▶ [Extract provided]:
------------------------------
Only 30 percent of voters approve of the mess that has become health care reform, yet endangered members of the House and Senate are dragged kicking and screaming into the "yea" column, aware that their longevity in Washington may be terminated the next time (which is not soon enough) they face the voters. And the latter don't like the process any more than they do the substance.  A  Zogby poll taken soon before the Senate vote on Harry Reid's monstrosity was revealing: 84 percent of respondents said they believe that bills are thousands of pages long so that earmarks and other special deals can be hidden in them and that they are rushed into passage so that citizens can't figure out what they mean in time. If the Democrats don't believe the pollsters, they need only look for verification to the newly elected Republican governors in Virginia and New Jersey.

Politics, in the final analysis, is the art of taking things away from people who don't support you and giving them to people who do. In the left-wing, ideologically driven mentality of the American 21st-century liberal, this maxim is reduced to thinking at the outset of the great blocs of the population -- those groups always looked to by the left, including minorities, the downtrodden and impoverished, and the grievance-driven discontented -- who, the lefties believe, will remain their constituency for decade after decade and keep them in power. Those who must pay for it all are the ones who don't support them and never will -- future generations, taxpayers in other states, or that part of the electorate who won't vote for them anyway.

Obamacare is really not about health care, but about ideology. Old civil libertarian Nat Hentoff recently remarked that "the Left has taken what passes for their principles as an absolute religion. They don't think anymore. They just react. When they have somebody like Obama whom they put into office, they believed in him in the religious sense..."
------------------------------
▶ [Records to process]:
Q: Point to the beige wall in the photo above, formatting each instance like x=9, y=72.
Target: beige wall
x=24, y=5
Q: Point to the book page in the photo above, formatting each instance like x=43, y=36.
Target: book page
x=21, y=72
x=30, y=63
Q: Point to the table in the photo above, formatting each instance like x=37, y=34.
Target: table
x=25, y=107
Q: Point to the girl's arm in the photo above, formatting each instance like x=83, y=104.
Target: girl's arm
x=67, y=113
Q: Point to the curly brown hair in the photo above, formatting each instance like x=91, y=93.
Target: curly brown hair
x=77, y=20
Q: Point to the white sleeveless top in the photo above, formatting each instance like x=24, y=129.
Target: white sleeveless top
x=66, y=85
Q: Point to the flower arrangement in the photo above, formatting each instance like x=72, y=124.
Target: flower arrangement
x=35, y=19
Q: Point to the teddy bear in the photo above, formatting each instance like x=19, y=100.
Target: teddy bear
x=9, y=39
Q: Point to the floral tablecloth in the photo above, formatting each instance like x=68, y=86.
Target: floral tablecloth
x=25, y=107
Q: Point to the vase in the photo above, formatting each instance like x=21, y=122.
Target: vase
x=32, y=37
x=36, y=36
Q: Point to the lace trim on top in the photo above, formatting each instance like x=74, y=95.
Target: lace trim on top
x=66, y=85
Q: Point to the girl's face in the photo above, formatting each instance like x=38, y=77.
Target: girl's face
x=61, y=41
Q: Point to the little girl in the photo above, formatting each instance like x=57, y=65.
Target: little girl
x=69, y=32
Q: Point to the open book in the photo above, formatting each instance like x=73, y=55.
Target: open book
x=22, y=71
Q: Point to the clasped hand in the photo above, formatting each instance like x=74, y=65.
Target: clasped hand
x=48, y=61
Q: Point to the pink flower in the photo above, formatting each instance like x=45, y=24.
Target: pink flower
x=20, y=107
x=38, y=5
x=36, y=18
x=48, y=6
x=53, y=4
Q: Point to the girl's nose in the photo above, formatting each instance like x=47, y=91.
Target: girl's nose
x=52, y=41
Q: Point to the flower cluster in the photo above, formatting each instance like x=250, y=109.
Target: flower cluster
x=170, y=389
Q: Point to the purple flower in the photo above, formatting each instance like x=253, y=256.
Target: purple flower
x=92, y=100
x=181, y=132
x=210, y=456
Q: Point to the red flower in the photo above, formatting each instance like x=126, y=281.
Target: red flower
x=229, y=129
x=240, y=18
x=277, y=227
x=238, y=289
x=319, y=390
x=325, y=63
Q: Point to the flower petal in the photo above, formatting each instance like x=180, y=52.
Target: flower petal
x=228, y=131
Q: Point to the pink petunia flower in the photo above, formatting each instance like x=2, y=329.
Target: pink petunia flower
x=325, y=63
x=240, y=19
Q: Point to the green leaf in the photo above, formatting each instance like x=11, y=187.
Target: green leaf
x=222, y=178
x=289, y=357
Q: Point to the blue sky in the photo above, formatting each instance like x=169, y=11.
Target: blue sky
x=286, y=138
------------------------------
▶ [Stated problem 1]:
According to the health care commentary, what percentage of voters approve of health care reform?
▶ [Stated problem 2]:
Convert the listing into a numbered list, starting at the line that has "Q: Point to the pink petunia" and running through the listing's final line, with blank lines omitted.
The health care commentary and the listing come from unrelated sources.

▶ [Final result 1]:
Only 30 percent.

▶ [Final result 2]:
1. Q: Point to the pink petunia flower in the photo above, formatting each instance like x=2, y=329.
2. Target: pink petunia flower
3. x=325, y=63
4. x=240, y=19
5. Q: Point to the green leaf in the photo above, formatting each instance like x=11, y=187.
6. Target: green leaf
7. x=222, y=178
8. x=289, y=357
9. Q: Point to the blue sky in the photo above, formatting each instance like x=169, y=11.
10. Target: blue sky
11. x=286, y=138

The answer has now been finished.